WHAT YOU NEED TO DO: Here the job is to print all of the entries below verbatim and leave out any picture.

Stored data entries:
▬▬▬▬▬▬▬▬▬▬
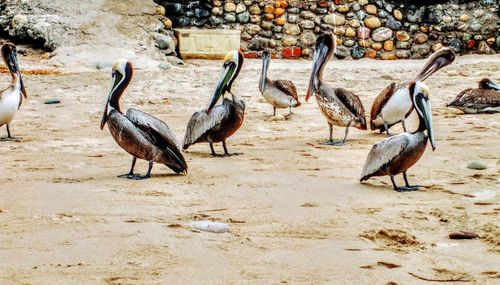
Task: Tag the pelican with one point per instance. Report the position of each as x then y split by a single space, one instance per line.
12 96
138 133
485 99
398 153
278 93
340 107
218 122
394 104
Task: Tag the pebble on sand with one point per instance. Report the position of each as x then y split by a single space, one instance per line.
462 235
209 226
477 165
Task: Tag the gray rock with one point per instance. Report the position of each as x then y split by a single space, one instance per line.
455 44
243 17
358 52
393 24
102 65
361 15
477 165
420 51
383 14
382 34
230 18
164 65
342 52
174 60
306 24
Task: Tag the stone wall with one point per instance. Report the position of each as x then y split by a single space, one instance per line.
365 28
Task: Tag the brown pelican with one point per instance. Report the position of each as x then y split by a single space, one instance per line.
398 153
485 99
394 104
217 123
141 135
278 93
12 96
340 107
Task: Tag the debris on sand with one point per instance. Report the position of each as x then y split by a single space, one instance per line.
463 235
209 226
477 165
392 239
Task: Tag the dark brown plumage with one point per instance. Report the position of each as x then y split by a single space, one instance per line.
484 99
138 133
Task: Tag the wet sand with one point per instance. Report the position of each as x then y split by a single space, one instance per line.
296 209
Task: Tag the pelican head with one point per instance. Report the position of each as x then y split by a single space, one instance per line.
122 72
486 83
9 55
325 47
420 96
266 58
230 70
436 61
▬▬▬▬▬▬▬▬▬▬
ANSWER SPACE:
Task: Tag the pelican with one point per instance. Report the position of each as x then y split by a single space, one instance per line.
12 96
138 133
485 99
398 153
278 93
340 107
218 122
394 104
Task: Tag the pebble on sand with one point per instance. Report the position of each as x then y split by a single space, one instance per line.
462 235
209 226
477 165
Task: Tag the gray rock with one point per instance. Report the position of each as x then y split by a single space, one instance per line.
455 44
243 17
358 52
393 24
102 65
361 15
477 165
420 51
383 14
382 34
230 18
164 65
342 52
174 60
306 24
Task: Tag the stone wall with one point per instance. Report the position of each as x then y split by a single space, one instance per line.
365 28
Task: Tag the brown pelican with one point per instance. Report the position of each as x then y split by a single space, one instance per line.
398 153
485 99
394 104
217 123
141 135
278 93
12 96
340 107
Task: Tag the debris on sand with one point per instance. Report the position of each as x then y split by a single space, one instance per line.
463 235
209 226
477 165
392 239
Task: Tag the dark brown plumage with one point per instance. Report the position of each as x then y split by a single space, one instance per line.
484 99
138 133
Task: Tag the wet sand with one point per instance. Report the position of each as x then y split by a single space, one instance per line.
296 209
Task: Tag the pelican head with one point per instance. Report the position of each as x then y split by a single space, one instance per line.
122 72
486 83
9 55
325 47
420 96
266 58
230 70
436 61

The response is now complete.